The problem –
Repeat every item below verbatim, changing nothing.

※

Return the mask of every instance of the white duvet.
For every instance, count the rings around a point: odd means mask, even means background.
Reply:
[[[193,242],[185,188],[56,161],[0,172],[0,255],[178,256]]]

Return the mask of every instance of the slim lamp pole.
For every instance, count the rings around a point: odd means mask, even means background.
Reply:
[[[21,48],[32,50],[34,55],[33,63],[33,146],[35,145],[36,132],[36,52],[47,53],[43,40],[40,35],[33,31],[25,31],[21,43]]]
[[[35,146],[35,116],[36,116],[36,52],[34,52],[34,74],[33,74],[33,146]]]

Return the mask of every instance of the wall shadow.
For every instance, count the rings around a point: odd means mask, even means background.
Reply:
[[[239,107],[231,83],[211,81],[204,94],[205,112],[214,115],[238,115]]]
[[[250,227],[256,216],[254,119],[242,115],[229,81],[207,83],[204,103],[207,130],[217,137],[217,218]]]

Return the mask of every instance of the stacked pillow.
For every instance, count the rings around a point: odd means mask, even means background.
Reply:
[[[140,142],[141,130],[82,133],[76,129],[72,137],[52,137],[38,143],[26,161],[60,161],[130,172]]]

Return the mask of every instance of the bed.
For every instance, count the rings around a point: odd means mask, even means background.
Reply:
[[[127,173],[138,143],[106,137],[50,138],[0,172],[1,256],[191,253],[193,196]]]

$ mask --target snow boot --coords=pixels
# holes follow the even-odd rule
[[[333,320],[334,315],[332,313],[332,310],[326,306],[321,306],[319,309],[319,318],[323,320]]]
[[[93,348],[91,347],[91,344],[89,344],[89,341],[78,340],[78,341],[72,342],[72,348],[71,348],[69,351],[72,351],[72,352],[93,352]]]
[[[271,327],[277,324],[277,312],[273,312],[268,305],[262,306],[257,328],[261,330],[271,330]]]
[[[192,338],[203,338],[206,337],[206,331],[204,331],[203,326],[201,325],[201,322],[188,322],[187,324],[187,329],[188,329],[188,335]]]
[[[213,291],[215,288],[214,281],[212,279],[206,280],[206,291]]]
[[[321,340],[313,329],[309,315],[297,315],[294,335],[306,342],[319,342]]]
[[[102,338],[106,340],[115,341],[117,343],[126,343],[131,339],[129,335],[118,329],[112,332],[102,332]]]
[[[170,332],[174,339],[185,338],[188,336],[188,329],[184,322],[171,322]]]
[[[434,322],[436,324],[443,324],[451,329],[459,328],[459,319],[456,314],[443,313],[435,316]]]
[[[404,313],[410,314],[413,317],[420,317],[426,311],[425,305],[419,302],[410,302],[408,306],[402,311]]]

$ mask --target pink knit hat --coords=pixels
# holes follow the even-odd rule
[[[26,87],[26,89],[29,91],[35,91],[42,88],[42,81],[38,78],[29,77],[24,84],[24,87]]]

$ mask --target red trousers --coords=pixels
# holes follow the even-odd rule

※

Expected answer –
Return the mask of every instance of the white duvet.
For every instance, count the rings around a point: odd means mask, even means background.
Reply:
[[[193,242],[185,188],[56,161],[0,172],[0,255],[178,256]]]

Return the mask of every instance of the slim lamp pole.
For every instance, count the rings around a point: odd means mask, even means background.
Reply:
[[[21,48],[32,50],[34,55],[33,63],[33,146],[35,145],[36,132],[36,52],[47,53],[43,40],[40,35],[33,31],[25,31],[21,43]]]
[[[35,146],[35,116],[36,116],[36,52],[34,52],[34,74],[33,74],[33,146]]]

Return the mask of every instance of the wall shadow.
For every instance, count the rings around a point: odd means mask, even means background.
Reply:
[[[239,107],[231,83],[211,81],[204,94],[205,112],[214,115],[238,115]]]
[[[250,227],[256,216],[254,119],[242,115],[229,81],[207,83],[204,103],[207,130],[217,137],[217,218]]]

Return the mask of every instance of the stacked pillow.
For every instance, count the rings around a point: odd means mask, even means background.
Reply:
[[[140,142],[141,130],[82,133],[76,129],[72,137],[52,137],[38,143],[26,161],[60,161],[130,172]]]

Return the mask of every instance of the bed.
For every instance, count the rings around a point: odd means mask, even means background.
Reply:
[[[127,173],[138,143],[106,137],[50,138],[0,172],[1,256],[191,253],[193,196]]]

$ mask --target snow boot --coords=pixels
# holes follow the even-odd rule
[[[333,320],[334,315],[332,313],[332,310],[326,306],[321,306],[319,309],[319,318],[323,320]]]
[[[93,348],[91,347],[91,344],[89,344],[89,341],[78,340],[78,341],[72,342],[72,348],[71,348],[69,351],[72,351],[72,352],[93,352]]]
[[[271,327],[277,324],[277,312],[273,312],[268,305],[262,306],[257,328],[261,330],[271,330]]]
[[[192,338],[203,338],[206,337],[206,331],[204,331],[203,326],[201,325],[201,322],[188,322],[187,324],[187,329],[188,329],[188,335]]]
[[[213,291],[215,288],[214,281],[212,279],[206,280],[206,291]]]
[[[321,340],[313,329],[309,315],[297,315],[294,335],[306,342],[319,342]]]
[[[102,338],[106,340],[115,341],[117,343],[126,343],[131,339],[129,335],[118,329],[112,332],[102,332]]]
[[[170,332],[174,339],[185,338],[188,336],[188,329],[184,322],[171,322]]]
[[[434,322],[436,324],[443,324],[451,329],[459,328],[459,319],[456,314],[443,313],[435,316]]]
[[[404,313],[410,314],[413,317],[420,317],[426,311],[425,305],[419,302],[410,302],[408,306],[402,311]]]

$ mask --target pink knit hat --coords=pixels
# holes follow the even-odd rule
[[[26,87],[26,89],[29,91],[35,91],[42,88],[42,81],[38,78],[29,77],[24,84],[24,87]]]

$ mask --target red trousers --coords=pixels
# holes follow the even-odd rule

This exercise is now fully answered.